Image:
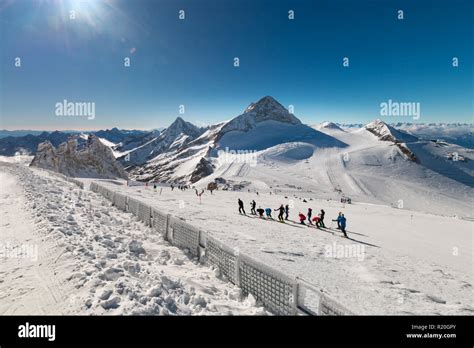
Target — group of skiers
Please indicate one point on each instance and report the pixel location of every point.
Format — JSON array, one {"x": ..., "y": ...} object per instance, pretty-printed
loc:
[{"x": 283, "y": 213}]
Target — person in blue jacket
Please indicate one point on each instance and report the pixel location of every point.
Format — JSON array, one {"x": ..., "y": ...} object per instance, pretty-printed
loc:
[
  {"x": 268, "y": 211},
  {"x": 341, "y": 222}
]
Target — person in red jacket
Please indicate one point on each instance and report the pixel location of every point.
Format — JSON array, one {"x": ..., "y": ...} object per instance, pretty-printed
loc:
[
  {"x": 302, "y": 218},
  {"x": 317, "y": 221}
]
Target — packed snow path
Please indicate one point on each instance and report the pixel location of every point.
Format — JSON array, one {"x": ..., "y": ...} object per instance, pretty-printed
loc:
[
  {"x": 94, "y": 259},
  {"x": 395, "y": 262}
]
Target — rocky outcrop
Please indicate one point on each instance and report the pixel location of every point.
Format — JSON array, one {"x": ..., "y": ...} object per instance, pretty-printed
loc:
[{"x": 95, "y": 160}]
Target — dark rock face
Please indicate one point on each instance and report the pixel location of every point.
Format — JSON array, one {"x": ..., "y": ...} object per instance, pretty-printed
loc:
[{"x": 95, "y": 160}]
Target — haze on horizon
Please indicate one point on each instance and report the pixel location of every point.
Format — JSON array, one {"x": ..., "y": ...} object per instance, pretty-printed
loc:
[{"x": 190, "y": 61}]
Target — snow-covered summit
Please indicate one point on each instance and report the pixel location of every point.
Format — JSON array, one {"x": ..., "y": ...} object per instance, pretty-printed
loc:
[
  {"x": 177, "y": 135},
  {"x": 328, "y": 125},
  {"x": 266, "y": 109},
  {"x": 387, "y": 133}
]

-=-=-=-=-

** WHAT YOU SHOULD DO **
Set out all the lines above as a numbered list, skipping any blank lines and leaving out the pictures.

** ANSWER TO THIS TASK **
1. Image:
2. Target — group of skiers
3. Please indicate one point on each instance and report the pixel location of every point.
4. Format — JSON array, one {"x": ..., "y": ...} object per instance, pretty-printed
5. loc:
6. [{"x": 283, "y": 213}]
7. Target — person in blue jacket
8. Please indicate one point on each instance and report the pixel location of every point.
9. Format — JSON array, one {"x": ..., "y": ...} object per instance, pretty-printed
10. loc:
11. [
12.   {"x": 268, "y": 211},
13.   {"x": 341, "y": 222}
14. ]
15. Target — person in red jacket
16. Please indicate one point on each instance and report the pixel location of every point.
17. Format — JSON array, one {"x": ..., "y": ...} object per instance, pretty-printed
18. loc:
19. [
20.   {"x": 302, "y": 218},
21.   {"x": 317, "y": 221}
22. ]
23. Target — packed snow path
24. Please indicate one point on each instance and report the pixel location of every point.
25. Format — JSON array, one {"x": ..., "y": ...} object per instance, pretty-printed
26. loc:
27. [
28.   {"x": 94, "y": 259},
29.   {"x": 395, "y": 262}
30. ]
31. Target — rocky outcrop
32. Please indicate one point on each instance and report the pixel location of every point.
33. Format — JSON array, one {"x": ..., "y": ...} object per instance, pretty-printed
34. loc:
35. [{"x": 95, "y": 160}]
36. Target — dark rock face
37. Please indicate one point on each instance and report the pixel location of every point.
38. Format — JSON array, one {"x": ..., "y": ...} object per instance, pretty-printed
39. loc:
40. [{"x": 95, "y": 160}]
41. Target — haze on horizon
42. Please indicate one point on each instance and report the pixel location of every point.
43. Format — JSON array, one {"x": ..., "y": ...} object per instance, pretty-printed
44. loc:
45. [{"x": 190, "y": 61}]
46. Target — snow-covered summit
47. Please indicate one point on each instance and report the pixel location of every point.
48. Format — JSON array, one {"x": ..., "y": ...} object per instance, pretty-printed
49. loc:
50. [
51.   {"x": 177, "y": 135},
52.   {"x": 328, "y": 125},
53.   {"x": 266, "y": 109},
54.   {"x": 387, "y": 133}
55. ]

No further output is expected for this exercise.